◆ Text block:
** start **

The Authority And Inspiration Of The Scriptures -- By: Frank Hugh Foster
Journal: Bibliotheca Sacra
Volume: BSAC 52:205 (Jan 1895)
Article: The Authority And Inspiration Of The Scriptures
Author: Frank Hugh Foster
BSac 52:205 (Jan 1895) p. 69
The Authority And Inspiration Of The Scriptures
The problem of Systematic Theology is always the same. In the various ages of the church, as the introduction of new information or general acceptance of new conclusions, whether from the study of nature or of man, presents it with new material, it has the task of reducing this material to order and setting forth in a systematic manner the sum total of present knowledge upon the themes which it treats. It is always constructive, never destructive. It is not the science of exploration and discovery. It has to wait for the performance of these labors by other departments of theological thought. It may therefore often lag behind the front ranks of progress. But as soon as it can say anything which seems worthy of its special office in the church, whenever it can do anything to calm the turbulent seas of controversy, to relieve anxiety, to give new points of view, or to furnish the doctrinal material for a new advance in the practical work of the church, it is responsible for the faithful performance of these services. For them it exists.

** end **

◆ Entries:
** start **

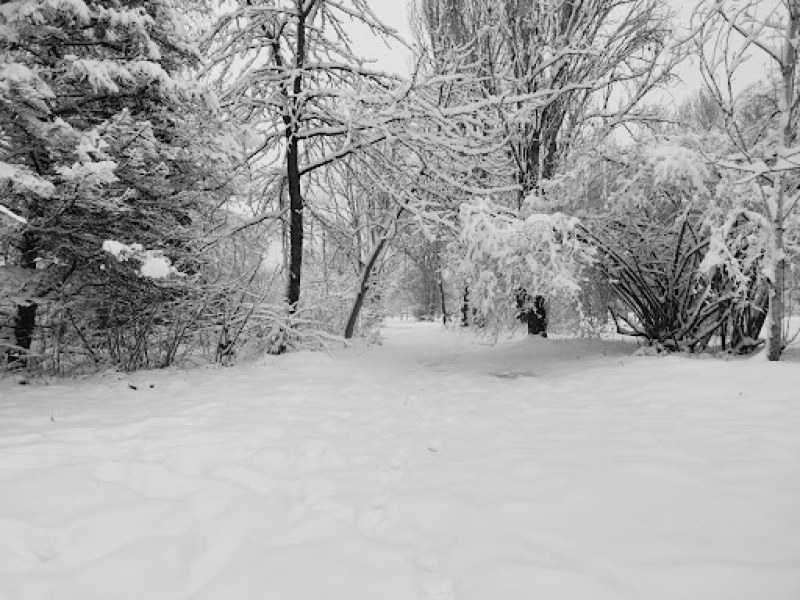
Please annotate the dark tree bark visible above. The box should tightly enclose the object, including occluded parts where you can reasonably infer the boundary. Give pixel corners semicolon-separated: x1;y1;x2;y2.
276;1;307;314
8;231;39;366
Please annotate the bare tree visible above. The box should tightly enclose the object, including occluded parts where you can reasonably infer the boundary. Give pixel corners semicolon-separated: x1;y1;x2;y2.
207;0;396;328
417;0;679;201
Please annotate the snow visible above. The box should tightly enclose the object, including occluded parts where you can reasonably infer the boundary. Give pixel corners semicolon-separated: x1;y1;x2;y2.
139;254;175;279
0;322;800;600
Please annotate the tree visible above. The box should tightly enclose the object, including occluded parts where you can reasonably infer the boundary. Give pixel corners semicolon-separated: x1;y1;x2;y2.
0;0;234;368
417;0;680;199
693;0;800;361
208;0;394;328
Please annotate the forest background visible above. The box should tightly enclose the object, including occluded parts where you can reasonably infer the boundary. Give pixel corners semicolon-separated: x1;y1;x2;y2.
0;0;800;374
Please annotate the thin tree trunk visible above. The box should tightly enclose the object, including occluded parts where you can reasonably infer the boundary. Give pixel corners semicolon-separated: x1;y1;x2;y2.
767;9;800;360
344;206;403;340
439;272;447;325
9;231;39;366
284;5;307;314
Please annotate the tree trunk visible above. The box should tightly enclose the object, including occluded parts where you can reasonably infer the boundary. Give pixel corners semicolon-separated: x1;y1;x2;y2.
767;182;786;360
767;10;800;360
344;206;405;340
283;5;307;315
286;136;303;314
461;285;469;327
8;231;39;366
344;236;389;340
439;274;447;325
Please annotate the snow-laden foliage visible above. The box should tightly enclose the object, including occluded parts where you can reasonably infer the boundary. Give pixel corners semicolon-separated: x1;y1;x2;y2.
451;201;588;334
0;0;247;369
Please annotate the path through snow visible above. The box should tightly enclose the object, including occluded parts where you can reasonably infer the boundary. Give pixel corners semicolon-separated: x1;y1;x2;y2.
0;323;800;600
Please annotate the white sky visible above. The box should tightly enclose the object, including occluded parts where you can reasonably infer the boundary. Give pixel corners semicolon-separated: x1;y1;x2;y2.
358;0;411;75
356;0;765;100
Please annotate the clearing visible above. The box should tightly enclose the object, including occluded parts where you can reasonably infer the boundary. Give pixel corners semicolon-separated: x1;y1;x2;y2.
0;322;800;600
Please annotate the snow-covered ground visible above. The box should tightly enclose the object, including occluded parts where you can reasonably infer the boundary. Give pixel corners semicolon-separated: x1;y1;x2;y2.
0;322;800;600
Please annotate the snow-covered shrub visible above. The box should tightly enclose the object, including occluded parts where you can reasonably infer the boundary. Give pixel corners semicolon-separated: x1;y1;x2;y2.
452;201;590;335
583;139;780;352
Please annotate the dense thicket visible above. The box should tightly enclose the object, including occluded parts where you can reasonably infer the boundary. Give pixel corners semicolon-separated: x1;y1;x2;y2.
0;0;800;372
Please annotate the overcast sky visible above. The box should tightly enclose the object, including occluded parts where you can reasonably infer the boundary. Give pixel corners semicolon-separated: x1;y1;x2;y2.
354;0;765;100
358;0;411;75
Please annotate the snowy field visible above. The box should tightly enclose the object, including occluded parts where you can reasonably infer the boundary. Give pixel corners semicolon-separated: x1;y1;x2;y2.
0;322;800;600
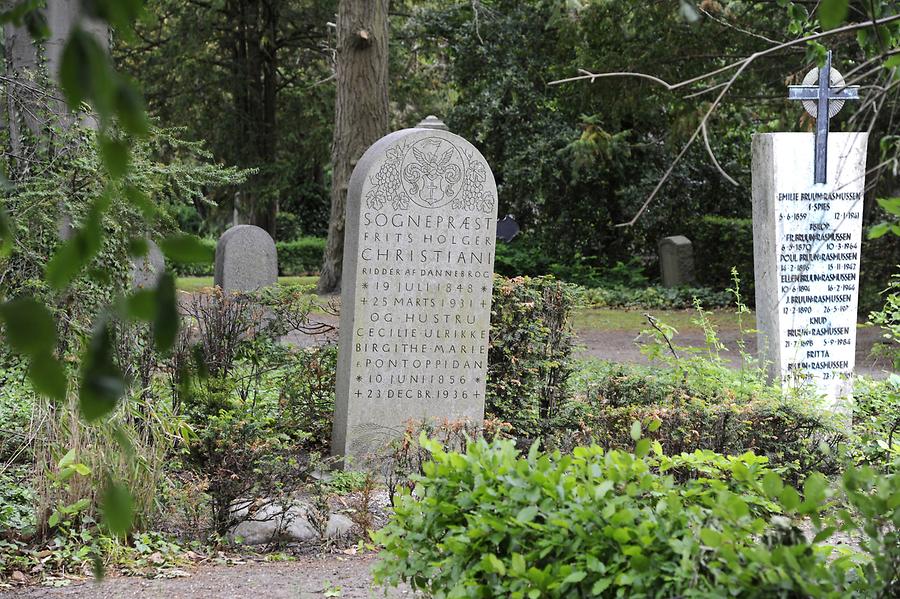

** end **

◆ What you should do: The passage on Systematic Theology above names several services the discipline is responsible for performing whenever it can. List each one.

◆ Result:
- to calm the turbulent seas of controversy
- to relieve anxiety
- to give new points of view
- to furnish the doctrinal material for a new advance in the practical work of the church